Gesammelte Dateneinträge:
------------------------------------------------
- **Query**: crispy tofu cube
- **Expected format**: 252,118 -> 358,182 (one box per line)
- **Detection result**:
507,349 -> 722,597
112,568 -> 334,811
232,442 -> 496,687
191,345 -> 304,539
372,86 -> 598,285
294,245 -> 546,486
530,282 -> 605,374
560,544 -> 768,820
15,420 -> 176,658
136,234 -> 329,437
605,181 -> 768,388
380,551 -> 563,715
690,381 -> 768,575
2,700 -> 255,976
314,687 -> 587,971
------------------------------------------------
AUFGABE:
Bitte gib die Zeilen des gesamten Materials oben noch einmal wieder und ersetze dabei „one box per line“ durch „one box per row“. Alles andere bleibt unverändert.

LÖSUNG ZUR AUFGABE:
- **Query**: crispy tofu cube
- **Expected format**: 252,118 -> 358,182 (one box per row)
- **Detection result**:
507,349 -> 722,597
112,568 -> 334,811
232,442 -> 496,687
191,345 -> 304,539
372,86 -> 598,285
294,245 -> 546,486
530,282 -> 605,374
560,544 -> 768,820
15,420 -> 176,658
136,234 -> 329,437
605,181 -> 768,388
380,551 -> 563,715
690,381 -> 768,575
2,700 -> 255,976
314,687 -> 587,971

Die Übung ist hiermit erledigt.